R - Error T-test For loop command between variables - r

Currently in the process of writing a For Loop that'll calculate and print t-test results, I'm testing for the difference in means of all variables (faminc, fatheduc, motheduc, white, cigtax, cigprice) between smokers and non-smokers ("smoke"; 0=non, 1=smoker)
Current code:
type <- c("faminc", "fatheduc", "motheduc", "white", "cigtax", "cigprice")
count <- 1
for(name in type){
temp <- subset(data, data[name]==1)
cat("For", name, "between smokers and non, the difference in means is: \n")
print(t.test(temp$smoke))
count <- count + 1
}
However, I feel that 'temp' doesn't belong here and when running the code I get:
For faminc between smokers and non, the difference in means is:
Error in t.test.default(temp$smoke) : not enough 'x' observations
The simple code of
t.test(faminc~smoke,data=data)
does what I need, but I'd like to get some practice/better understanding of for loops.

Here is a solution that generates the output requested in the OP, using lapply() with the mtcars data set.
data(mtcars)
varList <- c("wt","disp","mpg")
results <- lapply(varList,function(x){
t.test(mtcars[[x]] ~ mtcars$am)
})
names(results) <- varList
for(i in 1:length(results)){
message(paste("for variable:",names(results[i]),"difference between manual and automatic transmissions is:"))
print(results[[i]])
}
...and the output:
> for(i in 1:length(results)){
+ message(paste("for variable:",names(results[i]),"difference between manual and automatic transmissions is:"))
+ print(results[[i]])

= = = = =

Work to complete - Resume the forum thread on running t-tests in an R for loop from the point where it stops. The data given next are not needed.

Data extract -

= = = = =

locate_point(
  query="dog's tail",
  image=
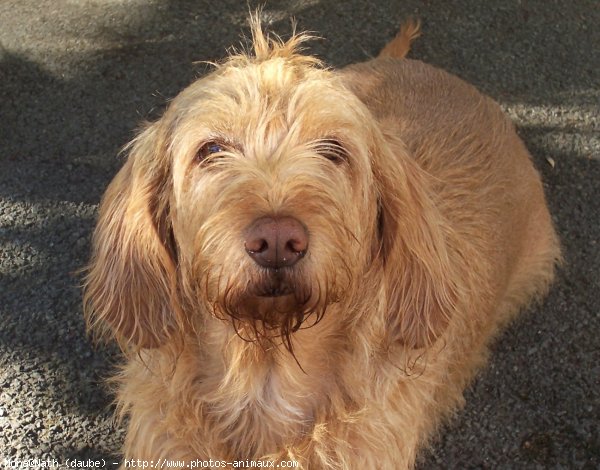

= = = = =

Answer to this problem -
+ }
for variable: wt difference between manual and automatic transmissions is:
Welch Two Sample t-test
data: mtcars[[x]] by mtcars$am
t = 5.4939, df = 29.234, p-value = 6.272e-06
alternative hypothesis: true difference in means is not equal to 0
95 percent confidence interval:
0.8525632 1.8632262
sample estimates:
mean in group 0 mean in group 1
3.768895 2.411000
for variable: disp difference between manual and automatic transmissions is:
Welch Two Sample t-test
data: mtcars[[x]] by mtcars$am
t = 4.1977, df = 29.258, p-value = 0.00023
alternative hypothesis: true difference in means is not equal to 0
95 percent confidence interval:
75.32779 218.36857
sample estimates:
mean in group 0 mean in group 1
290.3789 143.5308
for variable: mpg difference between manual and automatic transmissions is:
Welch Two Sample t-test
data: mtcars[[x]] by mtcars$am
t = -3.7671, df = 18.332, p-value = 0.001374
alternative hypothesis: true difference in means is not equal to 0
95 percent confidence interval:
-11.280194 -3.209684
sample estimates:
mean in group 0 mean in group 1
17.14737 24.39231
>

Compare your code that works...
t.test(faminc~smoke,data=data)
You are specifying a relationship between variables (faminc~smoke) which means that you think the mean of faminc is different between the values of smoke and you wish to use the data dataset.
The equivalent line in your loop...
print(t.test(temp$smoke))
...only gives the single column of temp$smoke after having selected those who have the value 1 for each of faminc, fatheduc etc. So even if you wrote...
print(t.test(faminc~smoke, data=data))
Further your count is doing nothing.
If you want to perform a range of testes in this manner you could
type <- c("faminc", "fatheduc", "motheduc", "white", "cigtax", "cigprice")
for(name in type){
cat("For", name, "between smokers and non, the difference in means is: \n")
print(t.test(name~smoke, data=data))
}
Whether this is what you want to do though isn't clear to me, your variables suggest family (faminc), father (fatheduc), mother (motheduc), ethnicity (white), tax (cigtax) and price (cigprice).
I can't think why you would want to compare the mean cigarette price or tax between smokers and non-smokers, because the later are not going to have any value for this since they don't smoke!
You're code suggests these are perhaps binary variables though (since you are filtering on each value being 1) which to me suggests this isn't even what you want to do.
If you wish to look in subsets of data then a tidier approach to performing regression rather than loops is to use purrr.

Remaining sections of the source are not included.